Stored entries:
☆ ☆ ☆ ☆ ☆ ☆ ☆

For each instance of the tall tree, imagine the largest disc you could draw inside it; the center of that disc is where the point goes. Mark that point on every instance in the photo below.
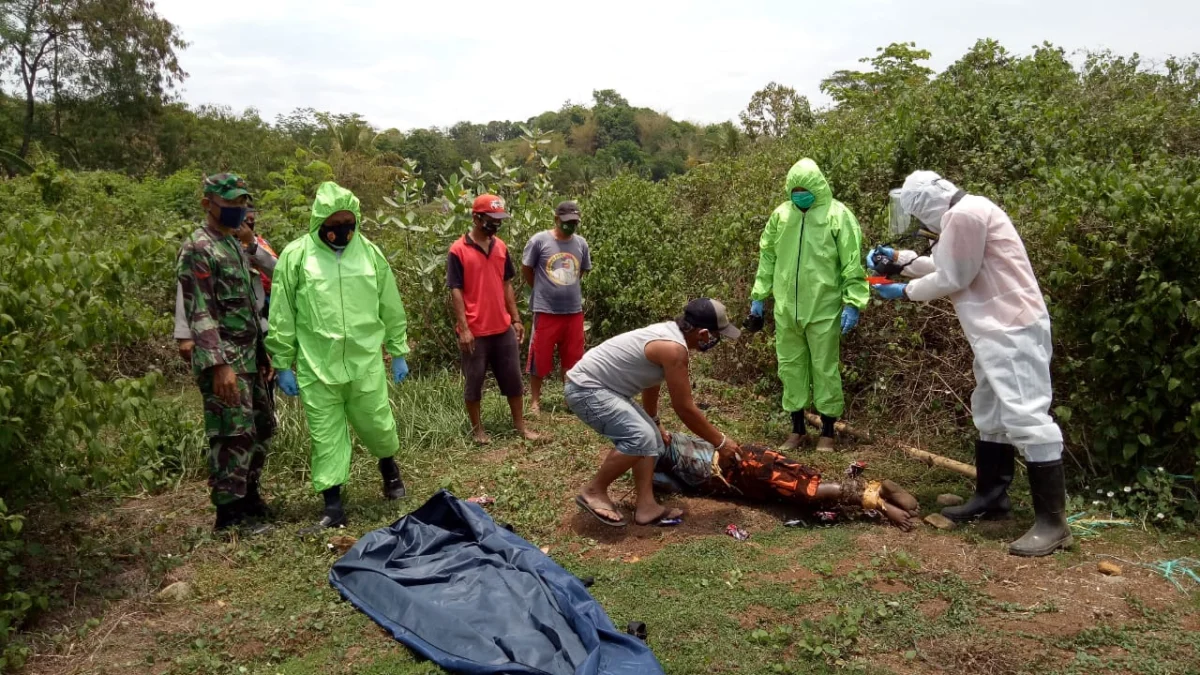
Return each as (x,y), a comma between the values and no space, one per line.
(120,51)
(895,67)
(774,109)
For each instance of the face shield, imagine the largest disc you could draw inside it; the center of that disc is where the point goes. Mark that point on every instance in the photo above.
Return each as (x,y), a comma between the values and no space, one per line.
(900,222)
(903,225)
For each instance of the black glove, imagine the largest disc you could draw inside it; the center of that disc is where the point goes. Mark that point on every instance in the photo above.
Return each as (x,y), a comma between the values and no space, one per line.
(754,323)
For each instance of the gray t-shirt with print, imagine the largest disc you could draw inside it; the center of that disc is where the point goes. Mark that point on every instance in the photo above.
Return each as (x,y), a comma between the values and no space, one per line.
(557,269)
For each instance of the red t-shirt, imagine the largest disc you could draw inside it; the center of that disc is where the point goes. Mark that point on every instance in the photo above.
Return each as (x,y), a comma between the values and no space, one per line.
(481,276)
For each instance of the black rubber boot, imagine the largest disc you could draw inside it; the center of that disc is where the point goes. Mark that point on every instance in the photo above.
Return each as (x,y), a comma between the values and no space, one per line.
(252,505)
(995,465)
(334,514)
(228,515)
(393,485)
(1050,532)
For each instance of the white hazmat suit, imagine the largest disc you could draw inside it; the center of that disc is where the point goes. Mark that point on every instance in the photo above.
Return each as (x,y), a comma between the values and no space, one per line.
(981,263)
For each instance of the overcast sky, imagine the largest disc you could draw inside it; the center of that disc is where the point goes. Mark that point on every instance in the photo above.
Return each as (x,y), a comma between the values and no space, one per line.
(405,64)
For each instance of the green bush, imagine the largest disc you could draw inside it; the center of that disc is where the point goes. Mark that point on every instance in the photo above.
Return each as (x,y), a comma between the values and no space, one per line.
(1126,305)
(16,601)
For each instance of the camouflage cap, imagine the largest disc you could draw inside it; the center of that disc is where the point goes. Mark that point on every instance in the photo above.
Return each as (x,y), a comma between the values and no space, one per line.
(226,185)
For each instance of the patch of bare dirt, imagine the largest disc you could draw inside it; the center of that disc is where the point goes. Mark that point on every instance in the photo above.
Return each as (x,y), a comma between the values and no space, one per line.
(983,656)
(757,616)
(1073,587)
(934,608)
(889,587)
(702,518)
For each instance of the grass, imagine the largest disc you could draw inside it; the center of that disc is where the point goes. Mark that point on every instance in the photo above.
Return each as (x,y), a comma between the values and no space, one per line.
(856,596)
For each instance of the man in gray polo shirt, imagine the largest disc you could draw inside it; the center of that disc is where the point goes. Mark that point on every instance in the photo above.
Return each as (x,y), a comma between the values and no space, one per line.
(553,264)
(600,390)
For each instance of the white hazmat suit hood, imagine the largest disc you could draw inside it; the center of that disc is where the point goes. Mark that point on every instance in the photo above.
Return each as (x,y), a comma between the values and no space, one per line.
(927,196)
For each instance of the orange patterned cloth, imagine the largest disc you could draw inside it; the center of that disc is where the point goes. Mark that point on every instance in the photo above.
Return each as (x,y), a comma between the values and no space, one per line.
(761,473)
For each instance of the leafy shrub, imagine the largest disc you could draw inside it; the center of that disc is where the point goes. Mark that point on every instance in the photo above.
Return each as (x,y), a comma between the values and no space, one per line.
(16,601)
(1126,303)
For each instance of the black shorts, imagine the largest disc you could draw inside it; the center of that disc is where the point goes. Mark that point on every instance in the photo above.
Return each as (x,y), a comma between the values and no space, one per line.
(503,356)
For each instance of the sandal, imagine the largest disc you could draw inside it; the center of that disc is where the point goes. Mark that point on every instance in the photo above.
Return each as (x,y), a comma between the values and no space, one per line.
(583,503)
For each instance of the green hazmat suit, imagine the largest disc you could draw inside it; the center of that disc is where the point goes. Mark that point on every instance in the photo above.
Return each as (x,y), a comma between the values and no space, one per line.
(330,314)
(811,263)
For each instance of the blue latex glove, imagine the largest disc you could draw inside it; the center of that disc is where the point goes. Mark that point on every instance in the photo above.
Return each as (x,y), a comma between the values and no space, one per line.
(399,369)
(287,381)
(870,255)
(849,318)
(891,291)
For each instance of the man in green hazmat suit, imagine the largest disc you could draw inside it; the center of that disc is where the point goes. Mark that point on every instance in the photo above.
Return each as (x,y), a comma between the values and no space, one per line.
(810,262)
(334,303)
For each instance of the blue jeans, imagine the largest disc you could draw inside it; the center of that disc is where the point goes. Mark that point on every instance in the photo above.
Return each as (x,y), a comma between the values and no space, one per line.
(618,418)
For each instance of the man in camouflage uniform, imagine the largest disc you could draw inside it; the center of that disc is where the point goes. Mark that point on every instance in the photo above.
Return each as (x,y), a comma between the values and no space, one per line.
(228,359)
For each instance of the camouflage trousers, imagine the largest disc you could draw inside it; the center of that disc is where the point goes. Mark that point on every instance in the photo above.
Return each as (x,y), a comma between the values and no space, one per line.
(238,435)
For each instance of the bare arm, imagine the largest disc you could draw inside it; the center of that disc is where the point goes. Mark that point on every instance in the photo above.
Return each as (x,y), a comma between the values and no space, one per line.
(651,400)
(673,359)
(510,303)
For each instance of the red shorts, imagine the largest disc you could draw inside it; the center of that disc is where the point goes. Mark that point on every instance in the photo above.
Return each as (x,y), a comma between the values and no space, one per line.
(550,330)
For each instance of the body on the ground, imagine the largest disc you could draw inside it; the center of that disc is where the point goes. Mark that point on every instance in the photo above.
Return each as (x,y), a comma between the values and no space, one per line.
(600,392)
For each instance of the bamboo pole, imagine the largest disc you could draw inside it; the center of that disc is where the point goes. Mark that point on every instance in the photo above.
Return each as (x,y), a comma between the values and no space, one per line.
(918,454)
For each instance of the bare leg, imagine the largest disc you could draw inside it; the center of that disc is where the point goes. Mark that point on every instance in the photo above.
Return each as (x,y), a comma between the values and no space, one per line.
(899,496)
(899,517)
(595,493)
(516,404)
(534,395)
(477,423)
(648,511)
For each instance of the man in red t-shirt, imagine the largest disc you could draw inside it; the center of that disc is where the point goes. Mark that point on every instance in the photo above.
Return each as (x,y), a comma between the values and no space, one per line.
(479,274)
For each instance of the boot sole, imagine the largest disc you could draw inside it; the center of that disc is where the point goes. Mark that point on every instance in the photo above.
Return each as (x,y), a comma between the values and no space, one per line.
(1044,551)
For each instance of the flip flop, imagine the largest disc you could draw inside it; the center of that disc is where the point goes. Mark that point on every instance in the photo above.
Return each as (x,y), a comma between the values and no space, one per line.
(583,503)
(665,520)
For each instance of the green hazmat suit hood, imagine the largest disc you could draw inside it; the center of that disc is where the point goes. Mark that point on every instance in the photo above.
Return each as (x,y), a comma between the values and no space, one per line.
(331,198)
(811,263)
(808,175)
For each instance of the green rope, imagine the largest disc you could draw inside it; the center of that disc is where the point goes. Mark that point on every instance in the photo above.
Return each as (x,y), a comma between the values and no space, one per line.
(1092,526)
(1185,566)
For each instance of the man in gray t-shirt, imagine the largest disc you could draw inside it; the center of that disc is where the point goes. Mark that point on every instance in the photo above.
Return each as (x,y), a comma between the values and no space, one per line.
(553,264)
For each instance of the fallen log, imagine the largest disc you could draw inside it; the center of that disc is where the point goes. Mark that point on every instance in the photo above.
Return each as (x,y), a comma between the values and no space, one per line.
(918,454)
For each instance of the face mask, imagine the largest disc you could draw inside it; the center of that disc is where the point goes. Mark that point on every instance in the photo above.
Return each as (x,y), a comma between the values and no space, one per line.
(231,216)
(337,237)
(713,340)
(803,201)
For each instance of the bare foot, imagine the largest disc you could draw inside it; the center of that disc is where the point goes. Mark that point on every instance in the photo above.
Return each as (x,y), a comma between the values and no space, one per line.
(899,496)
(649,517)
(601,506)
(899,517)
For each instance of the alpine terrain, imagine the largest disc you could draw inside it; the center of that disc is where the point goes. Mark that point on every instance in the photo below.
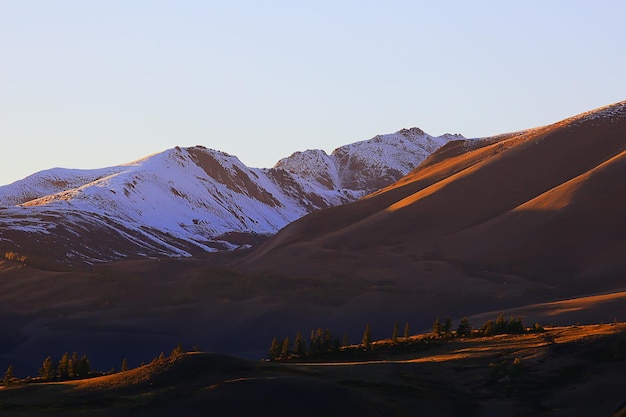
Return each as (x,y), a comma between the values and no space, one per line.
(187,201)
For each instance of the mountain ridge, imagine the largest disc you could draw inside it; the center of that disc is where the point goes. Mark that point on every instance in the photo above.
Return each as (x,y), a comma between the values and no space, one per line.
(186,201)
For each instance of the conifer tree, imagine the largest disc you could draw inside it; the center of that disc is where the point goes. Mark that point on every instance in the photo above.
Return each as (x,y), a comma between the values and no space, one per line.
(299,347)
(367,338)
(447,327)
(7,381)
(284,349)
(178,351)
(84,367)
(437,327)
(275,349)
(465,328)
(47,370)
(394,335)
(64,366)
(73,365)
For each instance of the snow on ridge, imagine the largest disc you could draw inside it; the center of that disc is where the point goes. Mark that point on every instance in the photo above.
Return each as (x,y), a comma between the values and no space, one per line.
(171,201)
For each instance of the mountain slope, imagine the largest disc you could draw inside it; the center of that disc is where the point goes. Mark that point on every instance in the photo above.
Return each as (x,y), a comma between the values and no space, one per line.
(185,201)
(535,208)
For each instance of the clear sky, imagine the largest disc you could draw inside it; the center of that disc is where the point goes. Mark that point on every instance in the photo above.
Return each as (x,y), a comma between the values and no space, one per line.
(90,84)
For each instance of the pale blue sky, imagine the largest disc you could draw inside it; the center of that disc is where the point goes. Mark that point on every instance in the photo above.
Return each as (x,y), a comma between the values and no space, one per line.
(89,84)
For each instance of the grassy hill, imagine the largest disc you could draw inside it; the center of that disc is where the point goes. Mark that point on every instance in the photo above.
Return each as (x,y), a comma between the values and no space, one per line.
(564,371)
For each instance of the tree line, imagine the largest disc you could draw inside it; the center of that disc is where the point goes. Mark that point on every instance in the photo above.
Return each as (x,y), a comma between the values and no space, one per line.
(73,366)
(321,341)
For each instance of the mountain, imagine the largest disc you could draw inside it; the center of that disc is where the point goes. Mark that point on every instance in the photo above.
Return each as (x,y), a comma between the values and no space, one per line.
(187,201)
(537,211)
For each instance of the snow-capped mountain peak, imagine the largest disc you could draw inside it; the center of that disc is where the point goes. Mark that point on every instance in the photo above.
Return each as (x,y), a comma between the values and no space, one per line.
(187,200)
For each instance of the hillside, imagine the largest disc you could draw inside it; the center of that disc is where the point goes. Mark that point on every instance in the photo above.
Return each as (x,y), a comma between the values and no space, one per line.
(554,373)
(182,202)
(539,207)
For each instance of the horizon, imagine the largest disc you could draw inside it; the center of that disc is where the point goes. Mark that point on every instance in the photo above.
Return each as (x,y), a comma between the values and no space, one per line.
(92,85)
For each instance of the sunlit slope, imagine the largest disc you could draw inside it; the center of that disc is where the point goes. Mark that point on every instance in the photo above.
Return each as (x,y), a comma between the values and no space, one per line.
(507,205)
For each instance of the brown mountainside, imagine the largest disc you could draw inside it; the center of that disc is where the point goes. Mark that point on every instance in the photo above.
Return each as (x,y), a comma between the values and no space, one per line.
(537,207)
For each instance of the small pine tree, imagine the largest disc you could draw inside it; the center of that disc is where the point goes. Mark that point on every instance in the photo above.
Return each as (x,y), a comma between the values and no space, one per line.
(299,347)
(275,349)
(47,370)
(345,342)
(437,327)
(367,338)
(73,365)
(465,328)
(447,326)
(84,367)
(284,349)
(178,351)
(394,335)
(64,366)
(7,381)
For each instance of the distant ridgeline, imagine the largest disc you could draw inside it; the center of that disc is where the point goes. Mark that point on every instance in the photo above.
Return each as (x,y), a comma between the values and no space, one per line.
(323,344)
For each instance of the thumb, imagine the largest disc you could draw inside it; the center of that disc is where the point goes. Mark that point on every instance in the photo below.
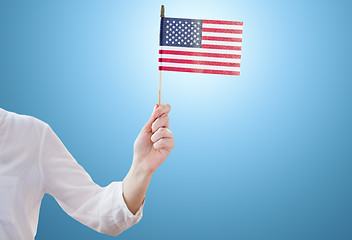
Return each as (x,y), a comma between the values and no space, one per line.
(148,126)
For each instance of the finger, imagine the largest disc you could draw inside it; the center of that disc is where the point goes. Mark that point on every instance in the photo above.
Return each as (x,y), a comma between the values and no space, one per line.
(158,111)
(161,133)
(164,143)
(162,121)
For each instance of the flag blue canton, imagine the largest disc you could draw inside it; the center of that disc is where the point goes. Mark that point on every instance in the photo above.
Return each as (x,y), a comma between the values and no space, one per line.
(181,32)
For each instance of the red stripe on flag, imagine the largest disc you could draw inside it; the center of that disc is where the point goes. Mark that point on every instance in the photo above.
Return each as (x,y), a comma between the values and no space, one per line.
(223,22)
(221,47)
(187,61)
(200,54)
(224,39)
(219,30)
(176,69)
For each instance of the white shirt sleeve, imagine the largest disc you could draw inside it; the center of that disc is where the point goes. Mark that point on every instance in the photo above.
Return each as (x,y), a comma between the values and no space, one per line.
(100,208)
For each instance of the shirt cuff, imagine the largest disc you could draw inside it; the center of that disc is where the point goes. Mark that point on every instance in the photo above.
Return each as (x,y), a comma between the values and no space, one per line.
(134,217)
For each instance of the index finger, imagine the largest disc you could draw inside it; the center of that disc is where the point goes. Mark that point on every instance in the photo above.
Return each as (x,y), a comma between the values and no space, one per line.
(160,110)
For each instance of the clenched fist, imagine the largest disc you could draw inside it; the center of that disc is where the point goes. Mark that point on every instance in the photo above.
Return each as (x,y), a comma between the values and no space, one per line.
(151,148)
(155,141)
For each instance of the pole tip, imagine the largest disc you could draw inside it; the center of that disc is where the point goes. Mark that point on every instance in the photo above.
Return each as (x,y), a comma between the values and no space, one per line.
(162,12)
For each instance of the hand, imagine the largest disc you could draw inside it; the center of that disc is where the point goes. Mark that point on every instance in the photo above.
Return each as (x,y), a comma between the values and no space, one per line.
(155,141)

☆ ☆ ☆ ☆ ☆ ☆ ☆

## Directions
Find "For each instance of the white shirt" in the data above, then repeat that line and all lines after it exactly, ending with the final line.

## Problem solution
For each instance of the white shirt sleeve, imagine the largest disc you could draw inside it; the center of that disc is where the point goes. Mark that point on every instance in the photo above.
Return each as (x,y), a comma between the values and no space, one per line.
(100,208)
For each instance of the shirt cuff, imagine the largest disc you could draw inside it; the center of that disc is where the point goes. Mark that point on every instance in the photo above.
Return each as (x,y), a comma between the values and no space, one per line.
(134,217)
For each instance of the index finger, imagine the largest disc you could draw inside it; the center of that disc is where the point goes. Mark that point on every instance in the photo above.
Return each as (x,y), a comma between the values and no space, one per line.
(160,110)
For each instance of the clenched fist, imagine the largest disc you could draw inside it; the center of that disc is where the point goes. Mark that point on every instance in the photo above.
Return each as (x,y), a comma between the values and no space, one per line.
(151,148)
(155,141)
For each instance of the pole tip, imagine the largest disc you could draw inside it; the center of that disc is where the point goes. Mark that point on every instance in the photo above.
Return each as (x,y), a comma between the values and no space, one per line.
(162,12)
For each instance of the hand, imagine the largest disc you could draw inside it; the center of that disc is where the point goes. Mark that point on every instance in the photo above.
Return each as (x,y), a comma between the values and no space, one per line.
(155,141)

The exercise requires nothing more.